* **SUPPLIED DATA**
- Opening Delimiter -

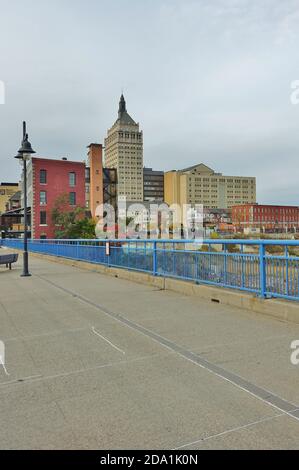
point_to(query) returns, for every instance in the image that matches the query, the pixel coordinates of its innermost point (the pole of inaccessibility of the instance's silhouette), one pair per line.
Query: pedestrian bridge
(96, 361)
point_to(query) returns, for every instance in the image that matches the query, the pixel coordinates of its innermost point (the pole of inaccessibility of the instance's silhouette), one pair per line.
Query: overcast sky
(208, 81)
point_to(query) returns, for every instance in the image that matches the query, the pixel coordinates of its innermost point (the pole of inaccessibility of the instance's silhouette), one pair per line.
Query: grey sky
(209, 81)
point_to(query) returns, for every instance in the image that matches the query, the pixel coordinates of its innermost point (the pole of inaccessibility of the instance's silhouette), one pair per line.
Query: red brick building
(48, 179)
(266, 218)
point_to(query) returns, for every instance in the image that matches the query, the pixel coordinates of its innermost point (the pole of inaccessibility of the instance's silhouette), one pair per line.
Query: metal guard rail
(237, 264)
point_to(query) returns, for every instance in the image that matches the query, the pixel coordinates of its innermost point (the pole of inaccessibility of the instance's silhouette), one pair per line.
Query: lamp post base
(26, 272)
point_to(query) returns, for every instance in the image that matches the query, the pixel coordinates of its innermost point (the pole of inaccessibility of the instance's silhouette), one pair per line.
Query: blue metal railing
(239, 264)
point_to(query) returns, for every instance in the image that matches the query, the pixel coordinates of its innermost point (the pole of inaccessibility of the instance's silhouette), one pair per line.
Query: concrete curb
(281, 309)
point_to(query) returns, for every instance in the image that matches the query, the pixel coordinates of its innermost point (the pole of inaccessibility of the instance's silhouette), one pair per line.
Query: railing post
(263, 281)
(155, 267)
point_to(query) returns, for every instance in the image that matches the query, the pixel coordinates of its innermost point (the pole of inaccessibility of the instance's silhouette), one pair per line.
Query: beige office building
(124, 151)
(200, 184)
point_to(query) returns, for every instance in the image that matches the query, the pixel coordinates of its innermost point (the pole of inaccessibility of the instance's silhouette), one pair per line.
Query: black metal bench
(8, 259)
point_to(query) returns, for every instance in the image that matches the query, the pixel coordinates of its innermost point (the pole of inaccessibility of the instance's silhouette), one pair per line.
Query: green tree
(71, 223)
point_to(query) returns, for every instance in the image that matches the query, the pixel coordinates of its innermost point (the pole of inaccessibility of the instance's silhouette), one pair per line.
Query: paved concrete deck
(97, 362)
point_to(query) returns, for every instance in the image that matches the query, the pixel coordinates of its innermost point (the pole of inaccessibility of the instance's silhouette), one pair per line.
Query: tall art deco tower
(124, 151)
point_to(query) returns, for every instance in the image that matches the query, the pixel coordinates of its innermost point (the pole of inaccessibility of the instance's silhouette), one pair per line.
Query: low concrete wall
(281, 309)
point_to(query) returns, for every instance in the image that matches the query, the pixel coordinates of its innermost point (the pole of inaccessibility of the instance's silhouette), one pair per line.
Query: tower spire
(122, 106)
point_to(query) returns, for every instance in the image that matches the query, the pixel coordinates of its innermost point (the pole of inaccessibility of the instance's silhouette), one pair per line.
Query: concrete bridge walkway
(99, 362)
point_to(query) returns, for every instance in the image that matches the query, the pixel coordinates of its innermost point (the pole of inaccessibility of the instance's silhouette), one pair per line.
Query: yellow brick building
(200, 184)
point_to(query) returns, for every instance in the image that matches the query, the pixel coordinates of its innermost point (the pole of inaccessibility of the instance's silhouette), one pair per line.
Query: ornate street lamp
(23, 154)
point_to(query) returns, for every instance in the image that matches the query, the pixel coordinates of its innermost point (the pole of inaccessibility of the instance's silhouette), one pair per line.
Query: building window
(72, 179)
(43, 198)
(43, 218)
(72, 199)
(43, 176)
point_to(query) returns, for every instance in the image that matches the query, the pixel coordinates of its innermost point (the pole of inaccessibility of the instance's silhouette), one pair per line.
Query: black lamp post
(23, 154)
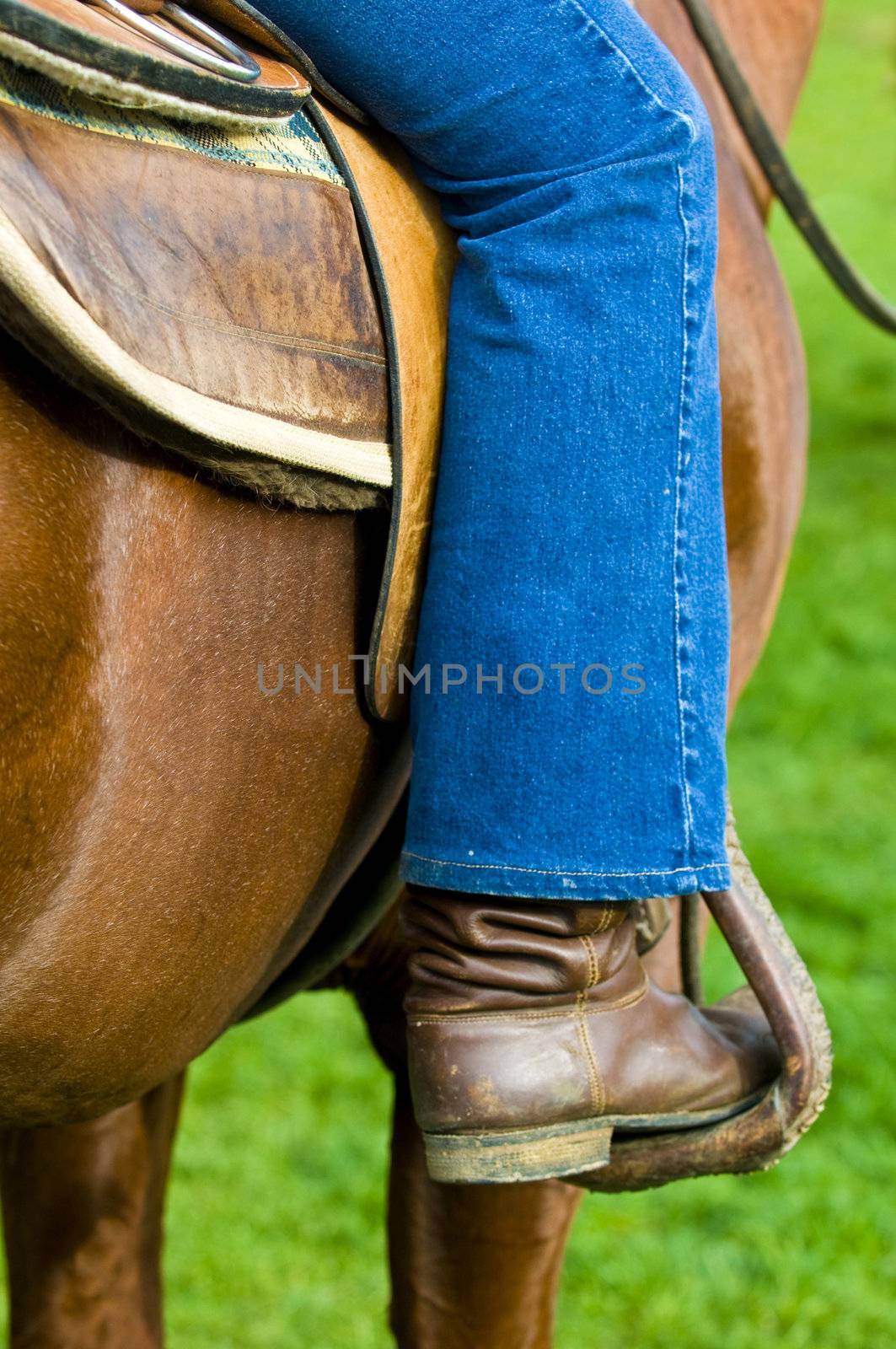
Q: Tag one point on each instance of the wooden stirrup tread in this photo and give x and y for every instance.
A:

- Closing Delimiter -

* **WHAT YOU NEED TO DO**
For the entries above, return an exact copy that omits the images.

* **RESPONSE TO THIS EXERCISE**
point_to(query) returns, for every instance in the image that matches the query, the pixel coordinates of its innermost point (the pole of inaccessibility of the instance's silhouette), one pair per line.
Query: pedestrian bridge
(96, 361)
point_to(query) returns, for every instance in the image that matches the query, the pixel coordinates of its innermost point (the pole of inaccessibility of the instance's silhouette), one pair per line.
Query: overcast sky
(208, 81)
point_to(query) returns, for every instance in the image that matches the query, the pixel coordinates of its innermost point (the pole of inaccessibility of the instance's silhouette), one pair per line.
Query: grey sky
(209, 81)
point_to(query) returns, for every instance in the image that matches the query, the pixel coordinates of its innermost point (the pole of inaccessibility of the instance's silhouette), one pair per line.
Query: red brick building
(48, 179)
(266, 218)
point_to(query) returns, for every instance in the image that matches the query, the pixel coordinates of its innermost point (the pole of inaccessibility of the instance's silhouette), one pair per line.
Query: metal guard rail
(237, 264)
point_to(query) returns, for every instance in the image that matches the query, the pixel coordinates of its innermost point (the pole of inaccessibility of the instance's silhouette), one pair per line.
Query: lamp post base
(26, 272)
point_to(query) returns, for every instance in the image that matches the query, the pixel coordinates of its innermost point (the pole of inaccessibility of the instance's silhouette), one pair per line.
Query: blue metal railing
(239, 264)
point_to(query) returns, for every instance in the image that matches the query, the pixel coordinates of its innermost point (the pole of inaccessibility of the instance's silhouette), one pair per line.
Query: concrete curb
(281, 309)
point_to(query) returns, for every instance in the image that matches the query, the pixel coordinates of its innermost point (the pole of inaccessibility of the instance's silhouette), one pair per line.
Query: railing post
(263, 281)
(155, 267)
point_to(query) returns, for every instance in the image that matches the query, the pixel coordinates of its innermost point (the pole of inaccessibility of the instance's silhouette), one pair per line.
Query: beige office building
(124, 151)
(200, 184)
point_to(query) returns, for every instance in the image that matches the query, the pixel coordinates of its innermost point (the pole of inaccessibility of the instance's silhouette), one pair per line.
Query: black metal bench
(8, 259)
point_to(query) returns, for every instance in the image that matches the query, the pixel coordinates of its innermost point (the pole of inaccessibility of the instance's silhouette), one pair per line.
Query: green tree
(71, 223)
point_to(query) returns, for every instance in the image that matches the query, the pixel coordinates of its innermost point (the pole of inaccessibility of the instance's silhouette), one pair per line.
Query: paved concrete deck
(97, 362)
point_to(query) returns, for every instance in the image that matches the query, the pixel coordinates of its innermost point (the pole of inaccessibility of the instance's silhouette), one pair per line.
Query: tall art deco tower
(124, 151)
point_to(query) returns, for every instance in the image that matches the query, the pixel coordinates of its innermost point (the pole of inaccessibility of the instance's silhouette), one pair per line.
Query: low concrete wall
(281, 309)
point_to(query) returns, for every instance in the image that matches the query, the pixel coordinates of its innermost point (the pole of inaccessibility of the instance's silhouette), one pair per line.
Query: tower spire
(122, 106)
point_to(query) returns, for every instance in the image that matches the query, the pixel coordinates of its innermost point (the pole of inaccessibility of the instance's silhouette), one pair per line.
Query: concrete bridge walkway
(99, 362)
point_to(query) returns, for every instance in the image that matches the query, the pixel coordinates of its innermost point (the pole of inaccessibility of the instance's silhouette), one pair per line.
Query: yellow brick building
(200, 184)
point_to(query) returns, for every instance in the image that matches the query, the pixel coordinates of its innermost point (the pole of inaccessibility of the instance's silhouette), one pair per line.
Query: ornate street lamp
(23, 154)
point_to(query) returns, for every instance in the image that matches the query, the pixel coordinates of its innermost point (the pole of inaccessibility of the instance's silhouette), one pair per line.
Query: building window
(72, 179)
(43, 198)
(43, 218)
(72, 199)
(43, 176)
point_to(query) returns, for every instance in the image that matches the query, the pixel coordinates of its innermost point (the pole of inaccessibility of the instance's silhouette), one pair per line.
Query: black lamp post
(23, 154)
Q: Tag one point on each instance of the wooden stirrup tread in this photo and give x and y for every instance.
A:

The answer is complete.